:: Extract to read ::
_ _ _ _ _ _ _

The wind is spring. There is a rainbow in the sky. Love is hiding in the waves begins with the deep blues of “Cherry”, a drawn-out drift-song that pivots on a most elegant two-chord mantra, as Kurenai sings, siren-like, amidst the sheets of noise Kageo peels from six strings. There’s something painterly about the duo’s playing here, and indeed, Kageo was a painter and Kurenai was a doll maker and watercolour painter when they met in the late ‘90s. On the flip side, a spare, spaced-out improvisation, “A Rainbow Is Floating”, acts as a prelude to “Endless Descent”, one of Suishou No Fune’s most remarkable songs, where a mesmeric guitar line endlessly coils and twines around the flicker and toll of Kurenai’s hypnotic one-chord strum. It’s a bruised, quietly desperate ending to an album that has an acroamatic air, as though the songs were transmitting to a cabal of lost spirits.

_ _ _ _ _ _ _

:: Records provided ::
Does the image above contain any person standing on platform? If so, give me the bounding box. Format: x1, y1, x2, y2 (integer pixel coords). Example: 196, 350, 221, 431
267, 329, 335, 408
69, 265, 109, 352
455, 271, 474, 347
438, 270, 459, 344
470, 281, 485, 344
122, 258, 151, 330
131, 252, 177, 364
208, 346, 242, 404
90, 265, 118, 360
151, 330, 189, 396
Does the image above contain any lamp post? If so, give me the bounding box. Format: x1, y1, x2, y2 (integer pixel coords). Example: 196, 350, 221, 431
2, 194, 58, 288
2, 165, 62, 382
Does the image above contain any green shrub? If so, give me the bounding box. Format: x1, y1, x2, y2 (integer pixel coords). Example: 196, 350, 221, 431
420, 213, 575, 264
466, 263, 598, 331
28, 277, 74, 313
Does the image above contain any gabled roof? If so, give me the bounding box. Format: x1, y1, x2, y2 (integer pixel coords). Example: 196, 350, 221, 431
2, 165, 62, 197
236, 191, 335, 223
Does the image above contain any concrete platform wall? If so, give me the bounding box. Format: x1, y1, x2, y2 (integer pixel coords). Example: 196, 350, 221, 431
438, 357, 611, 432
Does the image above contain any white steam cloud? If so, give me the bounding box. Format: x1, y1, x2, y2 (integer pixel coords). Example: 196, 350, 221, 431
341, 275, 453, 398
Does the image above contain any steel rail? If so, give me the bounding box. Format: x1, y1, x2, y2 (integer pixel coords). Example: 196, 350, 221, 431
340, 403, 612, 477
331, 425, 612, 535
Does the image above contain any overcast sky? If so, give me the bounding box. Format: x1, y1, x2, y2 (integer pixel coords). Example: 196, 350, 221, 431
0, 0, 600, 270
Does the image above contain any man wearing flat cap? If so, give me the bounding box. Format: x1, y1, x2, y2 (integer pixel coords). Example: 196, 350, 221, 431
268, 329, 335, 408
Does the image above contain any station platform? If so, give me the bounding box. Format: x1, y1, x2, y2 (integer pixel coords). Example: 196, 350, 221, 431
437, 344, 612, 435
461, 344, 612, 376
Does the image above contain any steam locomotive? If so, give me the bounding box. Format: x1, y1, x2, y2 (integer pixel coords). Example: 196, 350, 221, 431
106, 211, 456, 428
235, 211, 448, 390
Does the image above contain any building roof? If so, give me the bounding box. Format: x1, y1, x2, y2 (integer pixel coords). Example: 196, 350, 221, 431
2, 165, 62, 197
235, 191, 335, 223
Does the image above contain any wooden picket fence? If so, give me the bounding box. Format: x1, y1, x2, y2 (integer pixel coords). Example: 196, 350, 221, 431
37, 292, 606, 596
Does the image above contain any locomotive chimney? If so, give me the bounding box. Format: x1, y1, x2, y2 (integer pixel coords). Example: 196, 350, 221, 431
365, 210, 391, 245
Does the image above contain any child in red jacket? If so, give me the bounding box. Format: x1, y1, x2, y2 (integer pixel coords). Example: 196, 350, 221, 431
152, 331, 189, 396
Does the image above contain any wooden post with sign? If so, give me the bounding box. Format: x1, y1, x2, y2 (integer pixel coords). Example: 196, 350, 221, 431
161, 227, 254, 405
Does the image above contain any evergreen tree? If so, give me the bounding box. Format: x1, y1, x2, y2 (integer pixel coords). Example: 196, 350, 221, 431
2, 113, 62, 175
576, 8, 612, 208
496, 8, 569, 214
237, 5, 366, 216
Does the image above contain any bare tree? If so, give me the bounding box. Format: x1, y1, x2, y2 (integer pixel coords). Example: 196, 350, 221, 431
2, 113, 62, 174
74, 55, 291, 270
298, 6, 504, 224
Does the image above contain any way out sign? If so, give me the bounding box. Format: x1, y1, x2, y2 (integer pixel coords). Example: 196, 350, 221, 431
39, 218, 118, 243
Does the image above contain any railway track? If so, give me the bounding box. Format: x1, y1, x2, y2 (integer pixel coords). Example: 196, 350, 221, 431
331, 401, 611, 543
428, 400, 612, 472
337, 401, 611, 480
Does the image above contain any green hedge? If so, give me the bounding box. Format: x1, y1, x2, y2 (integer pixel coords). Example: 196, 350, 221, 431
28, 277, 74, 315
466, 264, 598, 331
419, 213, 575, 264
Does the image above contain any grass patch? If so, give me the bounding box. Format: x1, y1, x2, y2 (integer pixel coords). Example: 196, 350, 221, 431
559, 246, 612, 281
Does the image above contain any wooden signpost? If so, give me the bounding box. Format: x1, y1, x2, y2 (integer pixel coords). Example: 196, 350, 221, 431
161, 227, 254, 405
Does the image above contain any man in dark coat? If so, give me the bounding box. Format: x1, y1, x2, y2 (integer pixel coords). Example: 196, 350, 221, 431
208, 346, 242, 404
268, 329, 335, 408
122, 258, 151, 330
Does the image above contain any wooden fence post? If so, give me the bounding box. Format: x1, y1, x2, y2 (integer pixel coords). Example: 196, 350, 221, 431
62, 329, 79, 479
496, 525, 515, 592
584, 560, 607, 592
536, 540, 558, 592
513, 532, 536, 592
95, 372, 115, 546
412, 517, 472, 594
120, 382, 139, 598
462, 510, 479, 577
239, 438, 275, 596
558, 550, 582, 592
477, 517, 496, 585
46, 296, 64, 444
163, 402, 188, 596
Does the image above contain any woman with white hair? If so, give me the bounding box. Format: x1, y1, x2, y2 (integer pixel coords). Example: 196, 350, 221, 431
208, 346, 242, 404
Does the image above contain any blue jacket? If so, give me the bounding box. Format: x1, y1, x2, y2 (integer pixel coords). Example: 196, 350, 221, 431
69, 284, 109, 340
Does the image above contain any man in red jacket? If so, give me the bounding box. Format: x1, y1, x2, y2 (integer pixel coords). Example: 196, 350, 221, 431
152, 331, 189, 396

_ _ _ _ _ _ _

:: Given instruction 1 ::
In the album review, what did Kageo and Kurenai each do for work when they met?
:: Given instruction 2 ::
Say whether each statement agrees with the album review, answering yes or no and quoting the words that decide it: (a) The album opens with "Cherry." (b) "Endless Descent" is a spare improvisation. (c) Kageo plays the one-chord strum.
The entries come from a separate source.

:: Full solution 1 ::
Kageo was a painter, and Kurenai was a doll maker and watercolor painter.

:: Full solution 2 ::
(a) Yes: "begins with the deep blues of “Cherry”"
(b) No: "a spare, spaced-out improvisation, “A Rainbow Is Floating”"
(c) No: "Kurenai’s hypnotic one-chord strum"